I would like you to transcribe all of the data exactly.

** Opening Exercise data block **

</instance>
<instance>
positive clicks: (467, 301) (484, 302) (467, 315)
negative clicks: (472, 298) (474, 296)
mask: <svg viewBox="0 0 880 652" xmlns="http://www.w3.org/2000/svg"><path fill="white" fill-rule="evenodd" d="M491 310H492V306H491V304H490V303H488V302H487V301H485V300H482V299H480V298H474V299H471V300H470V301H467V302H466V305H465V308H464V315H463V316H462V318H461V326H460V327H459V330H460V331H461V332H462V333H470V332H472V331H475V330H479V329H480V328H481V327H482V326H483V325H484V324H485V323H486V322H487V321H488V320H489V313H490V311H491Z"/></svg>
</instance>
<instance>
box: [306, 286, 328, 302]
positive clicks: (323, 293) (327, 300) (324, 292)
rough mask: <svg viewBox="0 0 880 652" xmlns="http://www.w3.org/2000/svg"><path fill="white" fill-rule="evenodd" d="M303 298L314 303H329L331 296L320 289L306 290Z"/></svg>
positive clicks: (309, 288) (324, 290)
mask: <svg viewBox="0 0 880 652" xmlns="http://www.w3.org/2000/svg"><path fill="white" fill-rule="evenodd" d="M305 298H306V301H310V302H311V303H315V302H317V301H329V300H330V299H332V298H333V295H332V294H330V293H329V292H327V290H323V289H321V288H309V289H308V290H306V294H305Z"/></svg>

** Closing Exercise data block **

● Exercise output:
</instance>
<instance>
positive clicks: (467, 301) (484, 302) (467, 315)
negative clicks: (472, 298) (474, 296)
mask: <svg viewBox="0 0 880 652" xmlns="http://www.w3.org/2000/svg"><path fill="white" fill-rule="evenodd" d="M491 310H492V306H491V304H490V303H488V302H487V301H485V300H482V299H480V298H474V299H471V300H470V301H467V302H466V305H465V308H464V315H463V316H462V318H461V326H460V327H459V330H460V331H461V332H462V333H470V332H472V331H475V330H479V329H480V328H481V327H482V326H483V325H484V324H485V323H486V322H487V321H488V320H489V313H490V311H491Z"/></svg>
</instance>
<instance>
box: [306, 286, 328, 302]
positive clicks: (323, 293) (327, 300) (324, 292)
rough mask: <svg viewBox="0 0 880 652" xmlns="http://www.w3.org/2000/svg"><path fill="white" fill-rule="evenodd" d="M303 298L314 303H329L331 296L320 289L306 290Z"/></svg>
positive clicks: (309, 288) (324, 290)
mask: <svg viewBox="0 0 880 652" xmlns="http://www.w3.org/2000/svg"><path fill="white" fill-rule="evenodd" d="M305 298H306V301H310V302H311V303H315V302H317V301H329V300H330V299H332V298H333V295H332V294H330V293H329V292H327V290H323V289H321V288H309V289H308V290H306V294H305Z"/></svg>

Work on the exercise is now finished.